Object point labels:
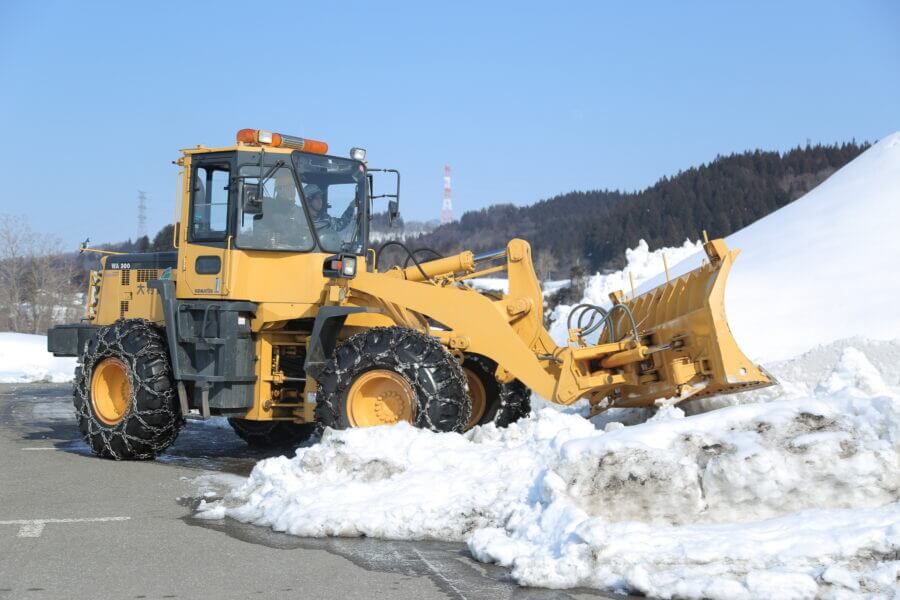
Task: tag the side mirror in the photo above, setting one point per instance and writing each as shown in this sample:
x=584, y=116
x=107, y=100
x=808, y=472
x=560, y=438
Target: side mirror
x=393, y=210
x=251, y=204
x=394, y=199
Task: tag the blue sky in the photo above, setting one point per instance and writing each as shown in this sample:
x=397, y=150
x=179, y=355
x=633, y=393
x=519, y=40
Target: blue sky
x=524, y=100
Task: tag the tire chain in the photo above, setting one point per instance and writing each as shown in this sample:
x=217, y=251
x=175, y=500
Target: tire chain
x=451, y=389
x=153, y=395
x=515, y=397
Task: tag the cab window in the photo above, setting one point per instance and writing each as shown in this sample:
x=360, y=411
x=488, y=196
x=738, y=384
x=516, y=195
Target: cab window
x=209, y=206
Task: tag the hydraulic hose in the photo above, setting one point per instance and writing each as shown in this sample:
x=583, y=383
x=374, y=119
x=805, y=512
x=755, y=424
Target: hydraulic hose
x=410, y=256
x=598, y=317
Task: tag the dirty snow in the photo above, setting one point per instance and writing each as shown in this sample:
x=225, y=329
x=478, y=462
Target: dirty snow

:: STATED TASK ::
Can you update the material from the line that contains "Task: tag the hydraulic" through the end, changing "dirty snow" to "packed snow" and leaving everything else as it is?

:: RESULT FOR THIS EXERCISE ::
Task: tag the hydraulic hose in the photo above, setting one point per instance and writing each as shown in this sample:
x=583, y=383
x=374, y=119
x=805, y=512
x=755, y=424
Target: hydraulic hose
x=410, y=256
x=598, y=317
Task: tag the packed snow in the photo above, setting one point per instance and writing each as shown in this sample:
x=225, y=329
x=478, y=462
Target: packed snow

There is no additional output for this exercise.